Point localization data
_____

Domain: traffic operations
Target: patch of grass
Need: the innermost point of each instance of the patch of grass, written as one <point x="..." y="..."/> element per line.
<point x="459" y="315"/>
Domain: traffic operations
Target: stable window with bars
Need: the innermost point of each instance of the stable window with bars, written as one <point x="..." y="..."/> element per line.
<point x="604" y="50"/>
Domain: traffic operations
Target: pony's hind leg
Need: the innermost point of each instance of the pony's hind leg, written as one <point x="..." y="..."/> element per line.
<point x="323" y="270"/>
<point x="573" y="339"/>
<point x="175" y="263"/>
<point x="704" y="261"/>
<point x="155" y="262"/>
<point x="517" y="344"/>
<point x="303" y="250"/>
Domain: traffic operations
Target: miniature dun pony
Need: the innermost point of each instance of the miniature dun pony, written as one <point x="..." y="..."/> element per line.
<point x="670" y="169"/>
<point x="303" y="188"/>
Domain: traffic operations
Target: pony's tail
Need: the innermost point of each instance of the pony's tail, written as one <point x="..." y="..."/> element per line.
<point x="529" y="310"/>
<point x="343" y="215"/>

_____

■ **Work order**
Within the records, tally every line that contains the word "Target". Only the resulting number should be given.

■ **Response box**
5